» **TO DO**
Copy out everything in the text on evaluation metrics from "I'm building a" down to "my metrics miss?".

» **TEXT PROVIDED**
# # #
Safety thresholds for deployment:

  • Harmful rate: < 5% (ideally < 1%)
  • Refusal rate on harmful prompts: > 90%

The Metric Selection Framework

Given a use case, how do you choose metrics?

Q1: Is there a single correct answer?
Yes → Use Accuracy/Exact Match
No → Continue

Q2: Is output format structured (JSON, code)?
Yes → Use Format Compliance + Semantic Correctness
No → Continue

Q3: Is there a reference output to compare against?
Yes → Use BLEU/ROUGE as sanity check, not primary metric
No → Continue

Q4: Is quality subjective (style, helpfulness)?
Yes → Use LLM-as-Judge or Human Evaluation
No → Continue

Q5: Is safety critical?
Yes → Add Safety Metrics regardless of above

Evaluation Priorities by Task Type

Task API Assistant (Our Running Example)

PriorityMetricThreshold
1JSON parse rate> 99%
2Schema compliance> 95%
3Action accuracy> 90%
4Field correctness> 85%
5SafetyHarmful < 5%

Customer Support Bot

PriorityMetricThreshold
1Helpfulness (LLM-judge)> 4.0/5.0
2Factual accuracy> 95%
3Tone appropriateness> 4.5/5.0
4Resolution rate> 80%
5SafetyHarmful < 1%

Code Generation Assistant

PriorityMetricThreshold
1Syntax validity> 99%
2Test pass rate> 80%
3Code quality (lint)< 5 issues
4Security (no vulnerabilities)0 critical
5EfficiencyWithin 2x optimal

Update Your Skill

Add this section to your llmops-evaluator/SKILL.md:

## Evaluation Metric Reference

### Quick Selection Guide

| Task Type | Primary Metrics | Secondary Metrics |
|-----------|----------------|-------------------|
| Classification | Accuracy, F1 | Confusion matrix |
| JSON output | Parse rate, Schema compliance | Field accuracy |
| Free text | LLM-as-Judge | ROUGE (sanity check) |
| Safety-critical | Harmful rate, Refusal rate | Toxicity score |

### Metric Limitations Cheatsheet

| Metric | What It Misses |
|--------|---------------|
| Perplexity | Instruction following, factuality |
| Accuracy | Partial correctness, paraphrases |
| BLEU/ROUGE | Semantic equivalence, factual errors |
| Exact match | Valid variations, whitespace |

### Recommended Minimums

- JSON tasks: 99% parse, 95% schema compliance
- Classification: 85% accuracy (domain-dependent)
- Safety: <5% harmful, >90% proper refusal
- Generation quality: LLM-judge > 4.0/5.0

Try With AI

Prompt 1: Analyze Your Use Case

I'm building a fine-tuned model for [describe your specific use case].

Help me select evaluation metrics:
1. What are the primary success criteria?
2. Which metrics from this taxonomy apply?
3. What threshold should I set for each metric?
4. What failure modes might my metrics miss?

What you are learning: Metric selection reasoning. Different use cases require different evaluation approaches. Your AI partner helps you think through the specific requirements of your application.

Prompt 2: Identify Metric Gaps

I'm evaluating a Task API assistant with these metrics:
- JSON parse rate: 98%
- Action accuracy: 92%
- Schema compliance: 94%

What failure modes might these metrics miss? Give me 3 specific examples of outputs that would pass all these metrics but still be wrong or harmful.
# # #
» **MATERIAL SUPPLIED**
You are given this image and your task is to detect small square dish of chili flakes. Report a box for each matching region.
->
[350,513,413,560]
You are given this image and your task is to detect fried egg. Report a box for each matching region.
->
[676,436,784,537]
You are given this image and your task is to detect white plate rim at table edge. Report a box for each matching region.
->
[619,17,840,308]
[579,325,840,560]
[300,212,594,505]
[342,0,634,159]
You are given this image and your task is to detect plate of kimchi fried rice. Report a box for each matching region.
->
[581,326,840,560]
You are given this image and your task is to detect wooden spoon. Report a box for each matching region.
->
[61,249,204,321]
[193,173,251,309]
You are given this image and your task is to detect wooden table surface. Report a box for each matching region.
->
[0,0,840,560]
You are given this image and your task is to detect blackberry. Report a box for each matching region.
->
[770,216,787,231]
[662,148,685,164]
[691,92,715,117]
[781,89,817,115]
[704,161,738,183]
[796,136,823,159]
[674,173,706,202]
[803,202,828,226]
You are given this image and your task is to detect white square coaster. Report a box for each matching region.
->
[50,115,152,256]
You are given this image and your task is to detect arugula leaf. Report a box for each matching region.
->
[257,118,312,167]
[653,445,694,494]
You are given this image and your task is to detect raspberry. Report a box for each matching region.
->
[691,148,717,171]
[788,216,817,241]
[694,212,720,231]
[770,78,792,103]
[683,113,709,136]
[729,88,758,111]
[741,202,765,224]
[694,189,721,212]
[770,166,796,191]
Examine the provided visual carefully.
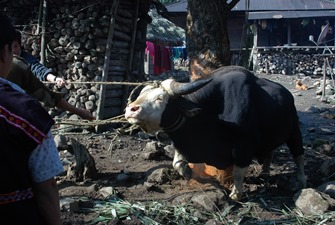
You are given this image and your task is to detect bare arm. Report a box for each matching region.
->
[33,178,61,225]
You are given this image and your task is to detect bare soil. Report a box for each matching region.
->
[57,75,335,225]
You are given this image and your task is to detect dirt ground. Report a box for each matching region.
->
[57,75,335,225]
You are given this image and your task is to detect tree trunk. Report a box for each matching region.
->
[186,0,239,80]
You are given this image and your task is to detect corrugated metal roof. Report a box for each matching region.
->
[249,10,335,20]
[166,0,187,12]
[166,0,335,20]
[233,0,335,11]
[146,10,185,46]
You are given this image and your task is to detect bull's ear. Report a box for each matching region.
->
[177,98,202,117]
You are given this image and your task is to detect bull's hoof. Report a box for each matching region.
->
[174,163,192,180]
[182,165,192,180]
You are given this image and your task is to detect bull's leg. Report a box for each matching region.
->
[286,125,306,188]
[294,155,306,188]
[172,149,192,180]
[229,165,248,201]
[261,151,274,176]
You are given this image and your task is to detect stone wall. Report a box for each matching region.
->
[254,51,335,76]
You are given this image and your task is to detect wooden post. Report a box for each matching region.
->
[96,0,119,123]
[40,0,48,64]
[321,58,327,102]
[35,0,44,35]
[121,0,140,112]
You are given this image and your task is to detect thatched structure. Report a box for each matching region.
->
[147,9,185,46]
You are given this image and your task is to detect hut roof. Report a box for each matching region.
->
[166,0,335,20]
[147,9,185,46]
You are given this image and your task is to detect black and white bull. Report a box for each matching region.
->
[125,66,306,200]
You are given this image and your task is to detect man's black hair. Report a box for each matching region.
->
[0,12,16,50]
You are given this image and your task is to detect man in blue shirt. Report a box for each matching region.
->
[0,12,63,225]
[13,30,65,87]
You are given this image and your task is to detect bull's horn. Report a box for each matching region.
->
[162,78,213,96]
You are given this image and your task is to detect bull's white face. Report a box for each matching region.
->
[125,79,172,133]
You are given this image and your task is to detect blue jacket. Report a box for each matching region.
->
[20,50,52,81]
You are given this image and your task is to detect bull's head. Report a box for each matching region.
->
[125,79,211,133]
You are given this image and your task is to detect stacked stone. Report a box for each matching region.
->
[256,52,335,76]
# # #
» **EXERCISE SOLUTION**
I'm building a fine-tuned model for [describe your specific use case].

Help me select evaluation metrics:
1. What are the primary success criteria?
2. Which metrics from this taxonomy apply?
3. What threshold should I set for each metric?
4. What failure modes might my metrics miss?